-------- Data listing --------
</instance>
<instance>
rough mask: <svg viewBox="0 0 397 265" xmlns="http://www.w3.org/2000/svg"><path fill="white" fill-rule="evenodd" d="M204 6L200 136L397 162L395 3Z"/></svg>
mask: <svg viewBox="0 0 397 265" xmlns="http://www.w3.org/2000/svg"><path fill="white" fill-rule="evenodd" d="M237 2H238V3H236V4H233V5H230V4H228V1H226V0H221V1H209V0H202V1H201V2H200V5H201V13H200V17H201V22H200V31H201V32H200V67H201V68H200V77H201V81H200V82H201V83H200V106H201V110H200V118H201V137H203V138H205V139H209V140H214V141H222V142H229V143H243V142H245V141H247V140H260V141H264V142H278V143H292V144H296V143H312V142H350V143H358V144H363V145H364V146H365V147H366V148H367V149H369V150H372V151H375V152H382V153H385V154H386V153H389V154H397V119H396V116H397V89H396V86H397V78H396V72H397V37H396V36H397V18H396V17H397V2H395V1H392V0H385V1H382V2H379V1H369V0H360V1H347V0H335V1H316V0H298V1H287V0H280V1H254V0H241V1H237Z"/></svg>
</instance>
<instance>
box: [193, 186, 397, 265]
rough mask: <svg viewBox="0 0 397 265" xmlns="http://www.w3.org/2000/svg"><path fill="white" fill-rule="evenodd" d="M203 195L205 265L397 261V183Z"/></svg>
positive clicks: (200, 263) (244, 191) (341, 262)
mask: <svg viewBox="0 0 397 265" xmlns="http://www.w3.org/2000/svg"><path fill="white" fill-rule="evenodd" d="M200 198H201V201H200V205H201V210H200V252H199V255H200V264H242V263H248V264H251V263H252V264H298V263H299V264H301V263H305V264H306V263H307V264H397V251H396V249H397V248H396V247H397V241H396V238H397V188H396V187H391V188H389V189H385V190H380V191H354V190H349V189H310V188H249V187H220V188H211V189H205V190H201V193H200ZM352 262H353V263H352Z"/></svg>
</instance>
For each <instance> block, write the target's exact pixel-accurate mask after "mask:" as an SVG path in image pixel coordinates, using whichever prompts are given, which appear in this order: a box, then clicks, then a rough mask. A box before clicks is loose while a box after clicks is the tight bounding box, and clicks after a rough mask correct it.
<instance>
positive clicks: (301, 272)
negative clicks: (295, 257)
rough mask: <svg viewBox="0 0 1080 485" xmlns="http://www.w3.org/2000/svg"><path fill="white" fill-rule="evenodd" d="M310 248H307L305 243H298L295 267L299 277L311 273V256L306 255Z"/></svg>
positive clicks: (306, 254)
--------
**What you are asked to do**. Write out the lines from the start of the records through the line that contains "6L200 136L397 162L395", both ends included, with every character unchanged.

**Reply to the task**.
</instance>
<instance>
rough mask: <svg viewBox="0 0 397 265" xmlns="http://www.w3.org/2000/svg"><path fill="white" fill-rule="evenodd" d="M204 6L200 136L397 162L395 3Z"/></svg>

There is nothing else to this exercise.